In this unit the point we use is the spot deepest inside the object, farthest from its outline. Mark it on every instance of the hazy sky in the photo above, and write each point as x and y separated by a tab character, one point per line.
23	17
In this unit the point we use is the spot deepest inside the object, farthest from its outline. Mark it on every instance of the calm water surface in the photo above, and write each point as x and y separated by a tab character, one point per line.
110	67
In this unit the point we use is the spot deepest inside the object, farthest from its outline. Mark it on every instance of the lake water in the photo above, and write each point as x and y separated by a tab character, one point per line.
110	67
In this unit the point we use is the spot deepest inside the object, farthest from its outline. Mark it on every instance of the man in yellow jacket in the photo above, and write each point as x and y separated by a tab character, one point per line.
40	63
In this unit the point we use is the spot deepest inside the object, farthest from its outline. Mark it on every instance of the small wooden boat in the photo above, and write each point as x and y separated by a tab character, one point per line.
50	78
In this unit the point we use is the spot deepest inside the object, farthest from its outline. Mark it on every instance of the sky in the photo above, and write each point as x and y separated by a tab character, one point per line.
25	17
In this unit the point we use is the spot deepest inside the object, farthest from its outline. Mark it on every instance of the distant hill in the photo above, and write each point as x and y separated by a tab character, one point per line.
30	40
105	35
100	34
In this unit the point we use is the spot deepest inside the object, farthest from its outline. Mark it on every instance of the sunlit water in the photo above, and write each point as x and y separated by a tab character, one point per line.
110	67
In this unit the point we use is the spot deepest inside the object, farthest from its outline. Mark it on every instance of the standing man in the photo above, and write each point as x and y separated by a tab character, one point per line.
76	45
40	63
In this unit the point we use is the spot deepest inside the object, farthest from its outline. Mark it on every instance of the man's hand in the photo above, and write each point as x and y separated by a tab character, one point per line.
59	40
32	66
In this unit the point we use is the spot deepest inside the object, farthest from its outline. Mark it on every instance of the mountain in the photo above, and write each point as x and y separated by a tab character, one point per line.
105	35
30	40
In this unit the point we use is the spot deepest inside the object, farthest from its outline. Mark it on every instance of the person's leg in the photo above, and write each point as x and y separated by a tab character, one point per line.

Challenge.
Render every line of the items above as a JSON list of strings, one string per line, leaving out any blank lines.

Task output.
[
  "In this unit the point we use is the spot deepest inside the object, farthest from its outline. Mark it on every instance of the hazy sky in the photo above, and write each point as x and y separated by a tab character, one point per line.",
  "23\t17",
  "In this unit the point we use is the spot deepest inside the object, farthest from its outline. Mark it on every instance of the calm water surface in the photo above, and write each point as x and y separated by a tab character, one point per line.",
  "110\t67",
  "In this unit the point we use is the spot deepest inside the object, farthest from its outline. Mark it on every instance of the lake water in the photo above, and write each point as x and y separated by a tab character, one point per line.",
  "110\t67",
  "In this unit the point we use is the spot deepest inside the object, farthest from its outline. Mark it on every instance of the man in yellow jacket in the photo above, and write each point as x and y separated by a tab character, one point per line.",
  "40\t63",
  "In this unit the point we use is the spot deepest inside the object, farthest from its outline. Mark it on every instance of the small wooden boat in the photo above, and write each point as x and y separated by a tab character, one point per line.",
  "50\t78",
  "In this unit the point we use is the spot deepest inside the object, farthest from its outline. Mark it on every instance of the sky in the photo above, and write each point as x and y separated by a tab character, one point per line.",
  "25\t17",
  "In this unit the point we use is the spot deepest inside the object, farthest from its outline. Mark it on every instance of the distant hill in the photo above, and write each point as x and y separated by a tab character, one point per line.",
  "30\t40",
  "105\t35",
  "100\t34",
  "In this unit the point we use is the spot deepest inside the object, farthest from its outline. Mark it on every instance of the sunlit water in the photo above, and write each point as x and y separated by a tab character, one point per line.",
  "110\t67",
  "In this unit the point we use is the spot deepest inside the object, farthest from its outline. Mark it on every instance of the standing man in the photo above, and write each point as x and y separated by a tab character, one point per line.",
  "76\t45",
  "40\t63",
  "In this unit the point we use is the spot deepest inside the object, farthest from its outline. Mark it on every instance of the man's hand in the photo above, and write each point as x and y separated by a tab character, one point per line.",
  "59\t40",
  "32\t66",
  "In this unit the point we use is the spot deepest inside the object, farthest from its outline. Mark it on every instance of the mountain in the photo above, and write each point as x and y separated by a tab character, one point per line.",
  "105\t35",
  "30\t40",
  "In this unit the point we use is the spot deepest inside the object, farthest from its outline. Mark it on every instance of the person's leg in the photo above, and write each point as x and y separated by a tab character, one point per line."
]